- [TEXT EXCERPT]
........
Description
I am trying the cuda
branch (currently at 38ec8bf8f2c) and I can compile and run the simple application from the "getting started" guide.
However, the behaviour of the plugin system does not seem to match what is documented.
According to the guide,
the CUDA backend must be selected at runtime using the SYCL_BE environment variable.
SYCL_BE=PI_CUDA ./simple-sycl-app-cuda.exe
However, setting the SYCL_BE
variable does not seem to make any difference.
Let's build the simple application (I've added a print out of the device being used):
$ build/bin/clang++ -fsycl -fsycl-targets=spir64-unknown-linux-sycldevice -Wno-unknown-cuda-version simple-sycl-app.cpp -o simple-sycl-app-opencl
Check the available devices:
$ clinfo -l
Platform #0: Intel(R) OpenCL HD Graphics
`-- Device #0: Intel(R) Gen9 HD Graphics NEO
Platform #1: Intel(R) OpenCL
`-- Device #0: Intel(R) Core(TM) i9-9900K CPU @ 3.60GHz
(there's a Tesla K40 as well, but the NVIDIA ICD has been removed to avoid even more confusion)
And run with no SYCL_BE
variable:
$ ./simple-sycl-app-opencl
Running on SYCL device Intel(R) Gen9 HD Graphics NEO, driver version 20.06.15619
The results are correct!
Set the OpenCL backend:
$ SYCL_BE=PI_OPENCL ./simple-sycl-app-opencl
Running on SYCL device Intel(R) Gen9 HD Graphics NEO, driver version 20.06.15619
The results are correct!
OK, so far so good. Now with the CUDA backend:
$ SYCL_BE=PI_CUDA ./simple-sycl-app-opencl
Running on SYCL device Intel(R) Gen9 HD Graphics NEO, driver version 20.06.15619
The results are correct!
Ehm, what ?
Something similar happens with the CUDA backend.
Let's rebuild the application with CUDA support:
$ build/bin/clang++ -fsycl -fsycl-targets=nvptx64-nvidia-cuda-sycldevice -Wno-unknown-cuda-version simple-sycl-app.cpp -o simple-sycl-app-cuda
Try with the default selector:
$ ./simple-sycl-app-cuda
Running on SYCL device Intel(R) Gen9 HD Graphics NEO, driver version 20.06.15619
terminate called after throwing an instance of 'cl::sycl::runtime_error'
what(): OpenCL API failed. OpenCL API returns: -42 (CL_INVALID_BINARY) -42 (CL_INVALID_BINARY)
Aborted (core dumped)
That didn't work... maybe setting the plugin explicitly ?
$ SYCL_BE=PI_CUDA ./simple-sycl-app-cuda
Running on SYCL device Intel(R) Gen9 HD Graphics NEO, driver version 20.06.15619
terminate called after throwing an instance of 'cl::sycl::runtime_error'
what(): OpenCL API failed. OpenCL API returns: -42 (CL_INVALID_BINARY) -42 (CL_INVALID_BINARY)
........
- [PROVIDED MATERIAL]

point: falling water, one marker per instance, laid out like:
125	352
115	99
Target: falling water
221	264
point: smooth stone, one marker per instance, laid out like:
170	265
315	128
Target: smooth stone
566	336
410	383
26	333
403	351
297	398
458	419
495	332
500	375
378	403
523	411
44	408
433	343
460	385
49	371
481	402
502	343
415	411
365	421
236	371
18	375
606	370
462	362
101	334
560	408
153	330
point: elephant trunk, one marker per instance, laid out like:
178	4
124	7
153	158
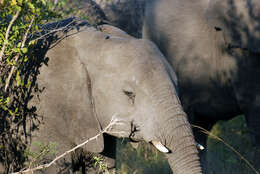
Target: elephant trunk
176	134
183	158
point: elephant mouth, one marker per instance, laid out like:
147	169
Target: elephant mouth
158	145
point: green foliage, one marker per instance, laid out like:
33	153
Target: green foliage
143	160
18	20
100	164
42	151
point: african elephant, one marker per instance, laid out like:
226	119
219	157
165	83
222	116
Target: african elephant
89	76
213	46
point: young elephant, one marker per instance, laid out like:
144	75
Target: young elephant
88	77
213	45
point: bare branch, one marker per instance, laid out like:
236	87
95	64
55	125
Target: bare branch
109	126
7	34
18	55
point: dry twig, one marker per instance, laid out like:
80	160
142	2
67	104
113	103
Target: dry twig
113	122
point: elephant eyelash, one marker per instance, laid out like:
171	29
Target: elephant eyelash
130	94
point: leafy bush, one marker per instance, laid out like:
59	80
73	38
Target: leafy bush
18	20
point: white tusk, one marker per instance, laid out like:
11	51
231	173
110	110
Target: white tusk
160	147
199	146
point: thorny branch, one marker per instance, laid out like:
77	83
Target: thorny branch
18	55
7	34
105	130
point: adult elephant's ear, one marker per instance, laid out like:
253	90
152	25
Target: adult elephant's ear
66	100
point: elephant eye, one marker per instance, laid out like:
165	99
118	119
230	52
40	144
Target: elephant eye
130	95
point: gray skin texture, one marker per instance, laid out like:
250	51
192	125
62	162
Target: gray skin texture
87	77
213	46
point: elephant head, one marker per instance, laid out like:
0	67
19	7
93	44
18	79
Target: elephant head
93	76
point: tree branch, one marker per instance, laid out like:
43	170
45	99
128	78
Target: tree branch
109	126
18	55
7	34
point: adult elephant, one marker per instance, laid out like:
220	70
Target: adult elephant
86	78
213	46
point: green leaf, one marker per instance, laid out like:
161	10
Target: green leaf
31	6
24	50
18	79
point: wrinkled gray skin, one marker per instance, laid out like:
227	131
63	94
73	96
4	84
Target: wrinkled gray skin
92	77
213	46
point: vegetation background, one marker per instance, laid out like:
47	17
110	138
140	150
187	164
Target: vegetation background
143	160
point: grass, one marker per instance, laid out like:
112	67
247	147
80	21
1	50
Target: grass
221	159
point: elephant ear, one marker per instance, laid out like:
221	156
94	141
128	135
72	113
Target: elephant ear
66	101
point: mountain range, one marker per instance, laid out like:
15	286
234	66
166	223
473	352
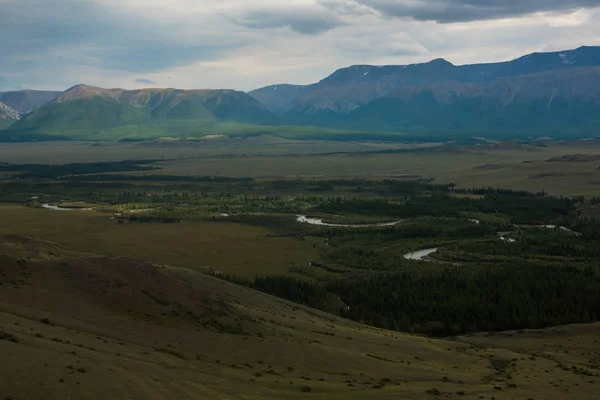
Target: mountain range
539	94
87	112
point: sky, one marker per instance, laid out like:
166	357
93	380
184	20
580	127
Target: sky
244	45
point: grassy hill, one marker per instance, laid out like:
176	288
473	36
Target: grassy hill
84	326
85	112
25	101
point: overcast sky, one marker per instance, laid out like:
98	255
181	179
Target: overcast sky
243	44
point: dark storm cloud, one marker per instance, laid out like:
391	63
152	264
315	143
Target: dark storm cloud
38	32
447	11
308	21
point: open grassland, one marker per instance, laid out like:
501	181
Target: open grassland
506	166
63	152
232	248
514	168
82	326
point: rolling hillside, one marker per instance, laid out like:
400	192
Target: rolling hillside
540	91
8	116
84	326
86	112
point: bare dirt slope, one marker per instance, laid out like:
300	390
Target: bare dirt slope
80	326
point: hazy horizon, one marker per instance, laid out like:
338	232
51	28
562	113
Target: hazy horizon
236	45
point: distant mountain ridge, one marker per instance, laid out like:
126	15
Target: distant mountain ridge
7	116
86	112
26	101
420	95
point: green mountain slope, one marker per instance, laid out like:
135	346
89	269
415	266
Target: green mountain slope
8	116
86	112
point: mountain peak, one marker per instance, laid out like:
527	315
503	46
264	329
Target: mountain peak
441	62
8	113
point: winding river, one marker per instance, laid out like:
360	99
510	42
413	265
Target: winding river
420	254
316	221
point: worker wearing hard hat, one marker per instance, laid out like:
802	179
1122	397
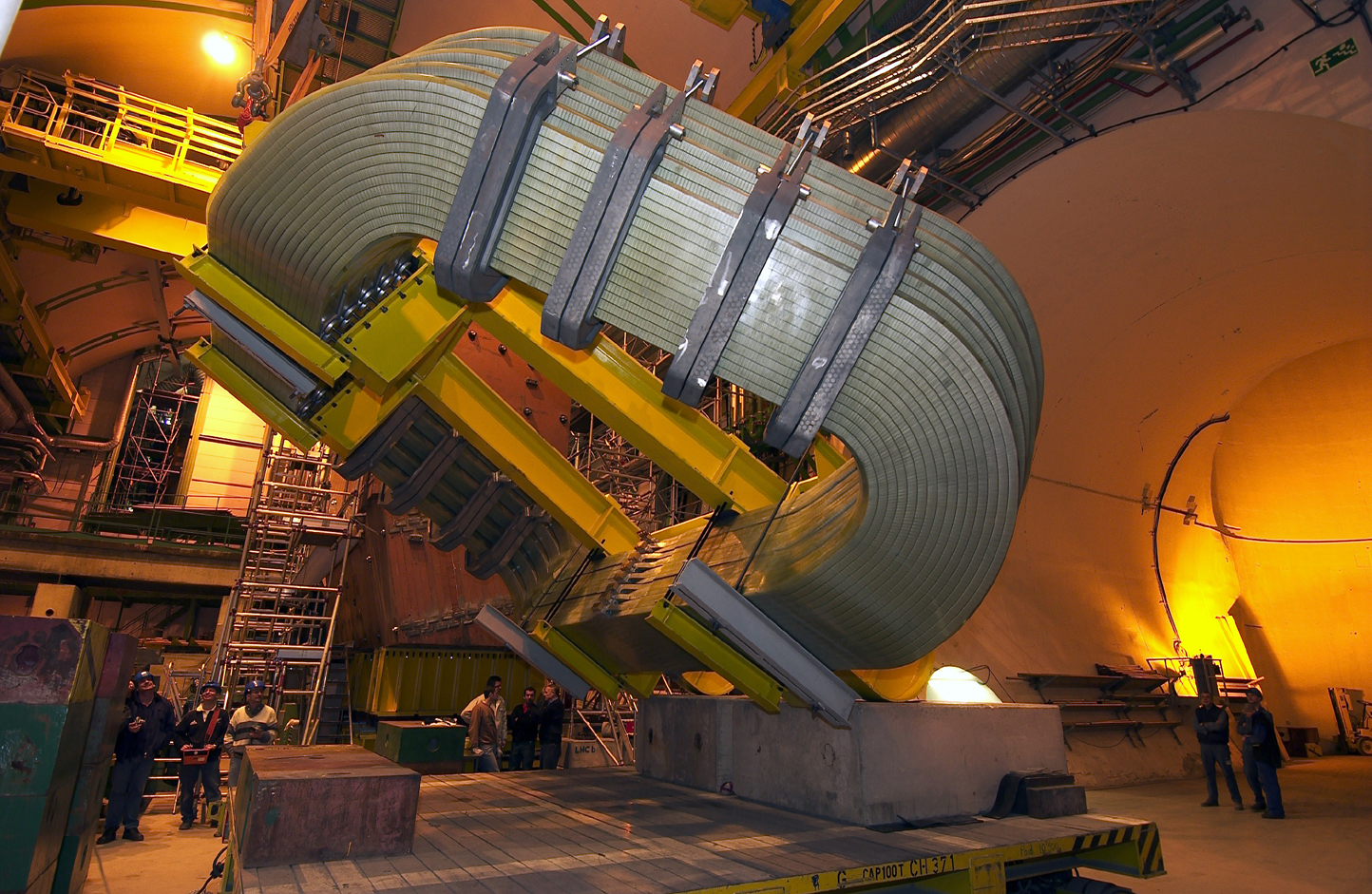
........
- [EXERCISE TASKS]
[A] In the issue report on the SYCL CUDA backend, list every command that is shown after a "$" prompt.
[B] Resume the issue report on the SYCL CUDA backend, starting after its last line shown.
The records are separate material and are not part of the issue report on the SYCL CUDA backend.

- [RESULTS BY TASK]
[A]
- build/bin/clang++ -fsycl -fsycl-targets=spir64-unknown-linux-sycldevice -Wno-unknown-cuda-version simple-sycl-app.cpp -o simple-sycl-app-opencl
- clinfo -l
- ./simple-sycl-app-opencl
- SYCL_BE=PI_OPENCL ./simple-sycl-app-opencl
- SYCL_BE=PI_CUDA ./simple-sycl-app-opencl
- build/bin/clang++ -fsycl -fsycl-targets=nvptx64-nvidia-cuda-sycldevice -Wno-unknown-cuda-version simple-sycl-app.cpp -o simple-sycl-app-cuda
- ./simple-sycl-app-cuda
- SYCL_BE=PI_CUDA ./simple-sycl-app-cuda

[B]
Aborted (core dumped)
Nope.
OK, remove all ICDs and try again:
$ OCL_ICD_VENDORS= SYCL_BE=PI_CUDA ./simple-sycl-app-cuda
Running on SYCL device Tesla K40c, driver version CUDA 10.20
The results are correct!
So, it does work.
And without the SYCL_BE
variable ?
$ OCL_ICD_VENDORS= ./simple-sycl-app-cuda
Running on SYCL device Tesla K40c, driver version CUDA 10.20
The results are correct!
Still works.
What if I force the OpenCL plugin ?
$ OCL_ICD_VENDORS= SYCL_BE=PI_OPENCL ./simple-sycl-app-cuda
Running on SYCL device Tesla K40c, driver version CUDA 10.20
The results are correct!
It still works !
So, it seems that the SYCL_BE
variable is not needed any more, and in fact it is mostly ignored:
$ OCL_ICD_VENDORS= SYCL_BE=PI_IS_314 ./simple-sycl-app-cuda
Running on SYCL device Tesla K40c, driver version CUDA 10.20
The results are correct!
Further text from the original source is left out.